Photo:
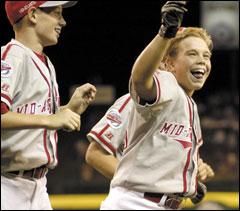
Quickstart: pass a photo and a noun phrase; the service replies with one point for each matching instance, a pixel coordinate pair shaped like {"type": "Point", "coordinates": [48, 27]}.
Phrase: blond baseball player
{"type": "Point", "coordinates": [160, 165]}
{"type": "Point", "coordinates": [108, 140]}
{"type": "Point", "coordinates": [30, 104]}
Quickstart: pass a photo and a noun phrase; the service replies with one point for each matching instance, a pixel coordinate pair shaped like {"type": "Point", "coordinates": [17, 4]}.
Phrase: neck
{"type": "Point", "coordinates": [29, 39]}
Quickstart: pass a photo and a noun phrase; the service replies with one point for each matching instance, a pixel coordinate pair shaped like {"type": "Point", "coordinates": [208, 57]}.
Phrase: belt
{"type": "Point", "coordinates": [172, 202]}
{"type": "Point", "coordinates": [36, 173]}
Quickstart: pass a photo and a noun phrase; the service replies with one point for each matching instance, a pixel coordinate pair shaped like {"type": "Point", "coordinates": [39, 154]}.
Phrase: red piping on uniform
{"type": "Point", "coordinates": [99, 135]}
{"type": "Point", "coordinates": [158, 88]}
{"type": "Point", "coordinates": [126, 141]}
{"type": "Point", "coordinates": [7, 98]}
{"type": "Point", "coordinates": [56, 141]}
{"type": "Point", "coordinates": [124, 104]}
{"type": "Point", "coordinates": [103, 141]}
{"type": "Point", "coordinates": [189, 152]}
{"type": "Point", "coordinates": [6, 51]}
{"type": "Point", "coordinates": [120, 110]}
{"type": "Point", "coordinates": [185, 172]}
{"type": "Point", "coordinates": [45, 145]}
{"type": "Point", "coordinates": [45, 78]}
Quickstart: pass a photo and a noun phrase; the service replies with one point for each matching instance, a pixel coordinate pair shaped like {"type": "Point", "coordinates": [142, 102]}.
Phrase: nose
{"type": "Point", "coordinates": [201, 60]}
{"type": "Point", "coordinates": [63, 22]}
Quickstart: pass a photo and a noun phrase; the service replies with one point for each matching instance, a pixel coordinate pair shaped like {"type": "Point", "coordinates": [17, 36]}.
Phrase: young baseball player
{"type": "Point", "coordinates": [159, 167]}
{"type": "Point", "coordinates": [108, 140]}
{"type": "Point", "coordinates": [30, 106]}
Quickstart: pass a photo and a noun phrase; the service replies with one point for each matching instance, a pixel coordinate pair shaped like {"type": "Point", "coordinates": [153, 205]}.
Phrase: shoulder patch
{"type": "Point", "coordinates": [114, 118]}
{"type": "Point", "coordinates": [6, 69]}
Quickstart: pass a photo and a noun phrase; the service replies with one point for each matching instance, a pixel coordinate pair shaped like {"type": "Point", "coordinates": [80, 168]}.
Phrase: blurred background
{"type": "Point", "coordinates": [99, 45]}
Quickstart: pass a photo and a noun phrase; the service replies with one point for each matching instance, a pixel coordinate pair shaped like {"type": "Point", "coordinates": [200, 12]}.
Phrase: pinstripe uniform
{"type": "Point", "coordinates": [110, 131]}
{"type": "Point", "coordinates": [164, 138]}
{"type": "Point", "coordinates": [28, 86]}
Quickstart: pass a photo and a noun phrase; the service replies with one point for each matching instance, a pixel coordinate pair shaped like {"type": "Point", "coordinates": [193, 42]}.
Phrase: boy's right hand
{"type": "Point", "coordinates": [171, 16]}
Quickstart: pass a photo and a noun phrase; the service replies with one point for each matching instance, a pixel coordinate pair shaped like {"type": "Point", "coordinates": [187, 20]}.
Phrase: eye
{"type": "Point", "coordinates": [192, 54]}
{"type": "Point", "coordinates": [207, 56]}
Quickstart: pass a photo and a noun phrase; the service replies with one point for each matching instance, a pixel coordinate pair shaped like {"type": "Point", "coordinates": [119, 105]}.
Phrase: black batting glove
{"type": "Point", "coordinates": [201, 192]}
{"type": "Point", "coordinates": [172, 16]}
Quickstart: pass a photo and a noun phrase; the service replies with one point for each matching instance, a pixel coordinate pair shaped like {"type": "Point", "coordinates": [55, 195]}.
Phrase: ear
{"type": "Point", "coordinates": [32, 15]}
{"type": "Point", "coordinates": [169, 64]}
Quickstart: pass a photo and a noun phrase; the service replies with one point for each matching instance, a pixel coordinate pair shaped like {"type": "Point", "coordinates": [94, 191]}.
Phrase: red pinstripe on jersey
{"type": "Point", "coordinates": [45, 145]}
{"type": "Point", "coordinates": [189, 152]}
{"type": "Point", "coordinates": [45, 78]}
{"type": "Point", "coordinates": [157, 82]}
{"type": "Point", "coordinates": [4, 56]}
{"type": "Point", "coordinates": [99, 135]}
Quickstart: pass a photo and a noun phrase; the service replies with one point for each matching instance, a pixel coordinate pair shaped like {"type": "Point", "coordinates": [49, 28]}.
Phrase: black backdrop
{"type": "Point", "coordinates": [103, 38]}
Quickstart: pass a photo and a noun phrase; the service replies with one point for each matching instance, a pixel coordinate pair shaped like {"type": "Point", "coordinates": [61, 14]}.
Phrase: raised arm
{"type": "Point", "coordinates": [149, 60]}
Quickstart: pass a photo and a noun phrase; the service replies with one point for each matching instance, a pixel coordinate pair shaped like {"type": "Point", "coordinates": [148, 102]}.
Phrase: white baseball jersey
{"type": "Point", "coordinates": [110, 131]}
{"type": "Point", "coordinates": [164, 138]}
{"type": "Point", "coordinates": [28, 86]}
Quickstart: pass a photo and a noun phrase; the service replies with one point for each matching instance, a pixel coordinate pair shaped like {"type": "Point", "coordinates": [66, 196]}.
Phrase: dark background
{"type": "Point", "coordinates": [103, 38]}
{"type": "Point", "coordinates": [99, 45]}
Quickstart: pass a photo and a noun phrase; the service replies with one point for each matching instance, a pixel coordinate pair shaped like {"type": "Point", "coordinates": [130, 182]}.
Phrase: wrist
{"type": "Point", "coordinates": [168, 32]}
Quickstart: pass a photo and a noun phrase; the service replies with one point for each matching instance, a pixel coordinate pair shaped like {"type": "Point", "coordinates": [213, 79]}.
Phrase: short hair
{"type": "Point", "coordinates": [183, 33]}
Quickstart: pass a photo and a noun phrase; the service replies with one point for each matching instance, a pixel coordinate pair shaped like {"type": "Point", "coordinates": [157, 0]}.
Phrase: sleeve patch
{"type": "Point", "coordinates": [6, 69]}
{"type": "Point", "coordinates": [114, 119]}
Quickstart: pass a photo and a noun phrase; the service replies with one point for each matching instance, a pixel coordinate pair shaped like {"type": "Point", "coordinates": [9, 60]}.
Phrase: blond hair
{"type": "Point", "coordinates": [182, 34]}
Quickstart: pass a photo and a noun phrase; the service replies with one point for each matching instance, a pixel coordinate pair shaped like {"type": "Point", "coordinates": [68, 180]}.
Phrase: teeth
{"type": "Point", "coordinates": [198, 71]}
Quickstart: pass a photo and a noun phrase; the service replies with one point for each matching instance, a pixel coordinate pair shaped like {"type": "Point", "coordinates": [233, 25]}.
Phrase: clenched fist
{"type": "Point", "coordinates": [81, 98]}
{"type": "Point", "coordinates": [171, 16]}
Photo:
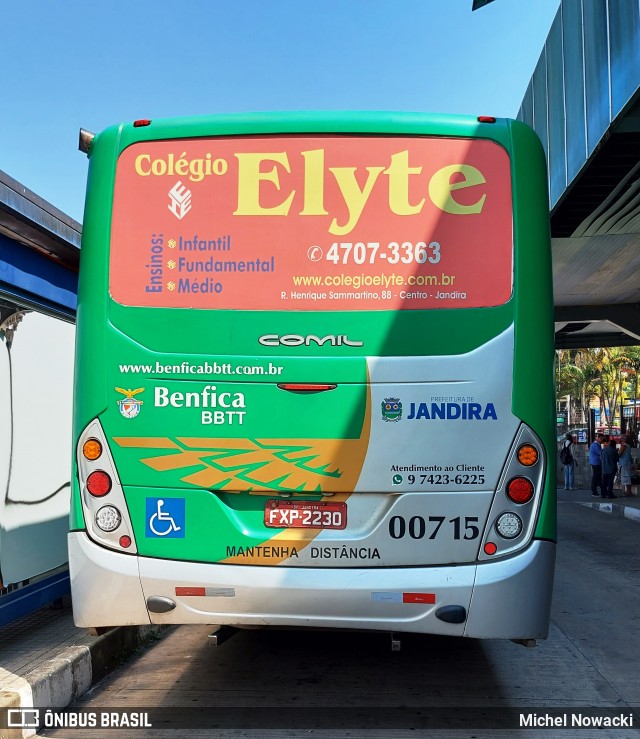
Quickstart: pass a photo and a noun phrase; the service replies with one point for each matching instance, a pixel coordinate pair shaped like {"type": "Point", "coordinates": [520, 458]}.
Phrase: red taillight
{"type": "Point", "coordinates": [98, 483]}
{"type": "Point", "coordinates": [306, 387]}
{"type": "Point", "coordinates": [520, 490]}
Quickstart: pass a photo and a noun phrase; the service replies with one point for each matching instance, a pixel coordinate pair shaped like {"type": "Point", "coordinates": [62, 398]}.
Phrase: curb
{"type": "Point", "coordinates": [58, 682]}
{"type": "Point", "coordinates": [615, 509]}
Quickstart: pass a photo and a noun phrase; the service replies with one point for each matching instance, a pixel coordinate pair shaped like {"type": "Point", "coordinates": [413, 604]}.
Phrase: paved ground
{"type": "Point", "coordinates": [46, 661]}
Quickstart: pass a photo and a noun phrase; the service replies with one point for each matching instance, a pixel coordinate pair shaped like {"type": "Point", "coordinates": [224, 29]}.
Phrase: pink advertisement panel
{"type": "Point", "coordinates": [312, 223]}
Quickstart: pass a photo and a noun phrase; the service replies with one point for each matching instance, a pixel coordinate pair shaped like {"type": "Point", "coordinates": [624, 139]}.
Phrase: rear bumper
{"type": "Point", "coordinates": [503, 599]}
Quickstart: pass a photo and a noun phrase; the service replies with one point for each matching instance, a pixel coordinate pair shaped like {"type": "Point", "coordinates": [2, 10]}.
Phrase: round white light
{"type": "Point", "coordinates": [108, 518]}
{"type": "Point", "coordinates": [509, 526]}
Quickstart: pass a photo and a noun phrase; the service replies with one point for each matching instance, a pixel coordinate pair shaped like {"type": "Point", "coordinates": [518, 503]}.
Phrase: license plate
{"type": "Point", "coordinates": [305, 514]}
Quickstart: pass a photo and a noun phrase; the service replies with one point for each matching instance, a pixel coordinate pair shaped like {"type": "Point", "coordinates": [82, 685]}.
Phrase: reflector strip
{"type": "Point", "coordinates": [419, 598]}
{"type": "Point", "coordinates": [207, 592]}
{"type": "Point", "coordinates": [390, 597]}
{"type": "Point", "coordinates": [191, 591]}
{"type": "Point", "coordinates": [386, 597]}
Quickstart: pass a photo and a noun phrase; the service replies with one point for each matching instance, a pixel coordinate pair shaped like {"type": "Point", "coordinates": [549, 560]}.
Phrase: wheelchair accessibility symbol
{"type": "Point", "coordinates": [165, 518]}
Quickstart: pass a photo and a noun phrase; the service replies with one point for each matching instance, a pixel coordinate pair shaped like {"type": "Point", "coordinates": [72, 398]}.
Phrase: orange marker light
{"type": "Point", "coordinates": [527, 455]}
{"type": "Point", "coordinates": [91, 449]}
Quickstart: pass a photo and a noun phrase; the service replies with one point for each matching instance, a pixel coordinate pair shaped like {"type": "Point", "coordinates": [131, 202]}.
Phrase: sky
{"type": "Point", "coordinates": [71, 64]}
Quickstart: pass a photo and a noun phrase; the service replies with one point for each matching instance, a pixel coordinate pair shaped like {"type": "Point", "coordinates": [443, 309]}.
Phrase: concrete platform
{"type": "Point", "coordinates": [46, 662]}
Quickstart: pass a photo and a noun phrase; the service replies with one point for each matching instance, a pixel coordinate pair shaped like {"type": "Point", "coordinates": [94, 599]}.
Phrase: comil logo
{"type": "Point", "coordinates": [180, 200]}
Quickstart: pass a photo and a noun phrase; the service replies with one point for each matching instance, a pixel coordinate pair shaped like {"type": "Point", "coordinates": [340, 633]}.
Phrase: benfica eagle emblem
{"type": "Point", "coordinates": [129, 406]}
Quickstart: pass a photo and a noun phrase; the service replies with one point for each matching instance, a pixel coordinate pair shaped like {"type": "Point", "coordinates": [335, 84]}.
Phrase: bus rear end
{"type": "Point", "coordinates": [314, 377]}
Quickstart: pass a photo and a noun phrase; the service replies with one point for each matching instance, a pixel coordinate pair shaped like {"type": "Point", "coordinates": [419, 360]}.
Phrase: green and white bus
{"type": "Point", "coordinates": [314, 379]}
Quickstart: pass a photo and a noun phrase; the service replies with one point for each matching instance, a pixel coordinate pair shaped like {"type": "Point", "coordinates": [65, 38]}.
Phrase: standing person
{"type": "Point", "coordinates": [595, 452]}
{"type": "Point", "coordinates": [566, 457]}
{"type": "Point", "coordinates": [624, 461]}
{"type": "Point", "coordinates": [609, 459]}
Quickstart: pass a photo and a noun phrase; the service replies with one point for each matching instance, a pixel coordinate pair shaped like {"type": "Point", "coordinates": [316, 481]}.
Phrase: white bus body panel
{"type": "Point", "coordinates": [111, 589]}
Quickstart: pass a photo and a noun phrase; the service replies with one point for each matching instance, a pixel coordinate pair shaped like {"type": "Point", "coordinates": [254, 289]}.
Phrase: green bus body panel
{"type": "Point", "coordinates": [108, 331]}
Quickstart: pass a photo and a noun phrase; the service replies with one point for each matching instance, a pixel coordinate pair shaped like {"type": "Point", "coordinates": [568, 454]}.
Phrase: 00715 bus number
{"type": "Point", "coordinates": [418, 527]}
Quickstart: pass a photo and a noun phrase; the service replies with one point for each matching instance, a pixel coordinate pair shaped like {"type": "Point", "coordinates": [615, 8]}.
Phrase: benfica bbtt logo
{"type": "Point", "coordinates": [129, 406]}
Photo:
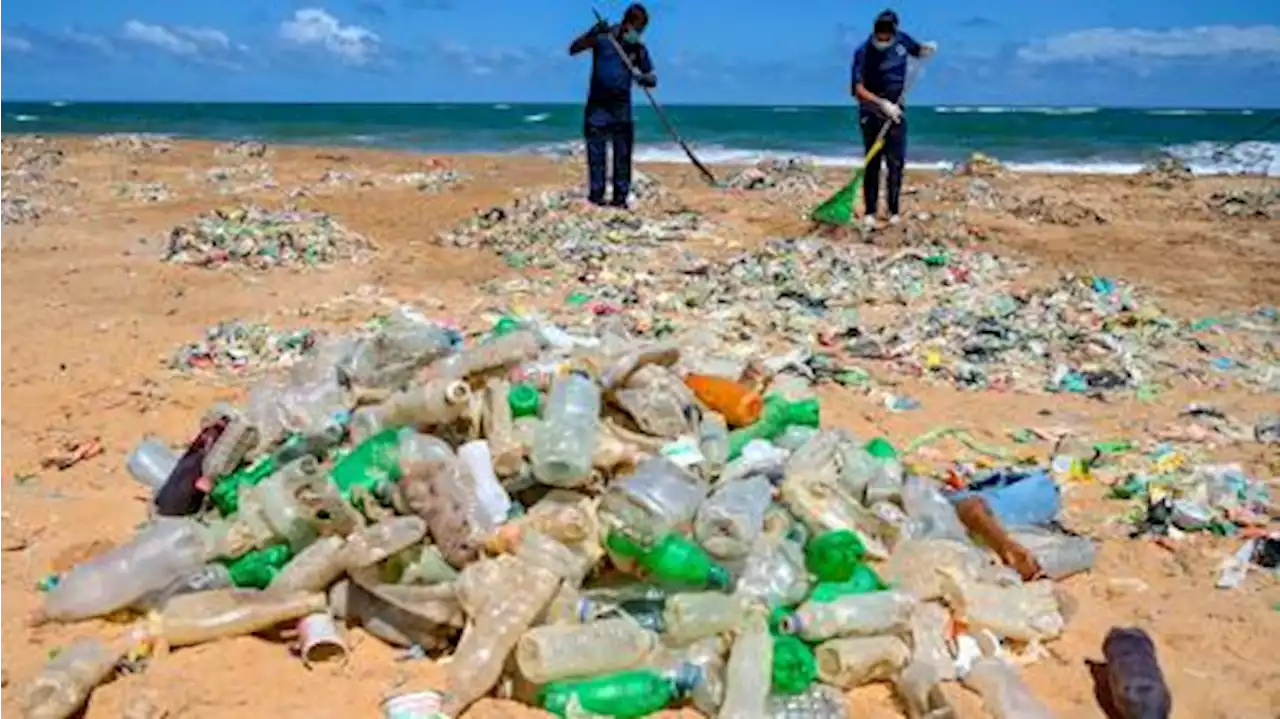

________________

-- DIRECTIONS --
How many lines in the listing above contain the word "pinstripe"? Case counts, and the reply should be only the number.

-- EXERCISE OUTPUT --
2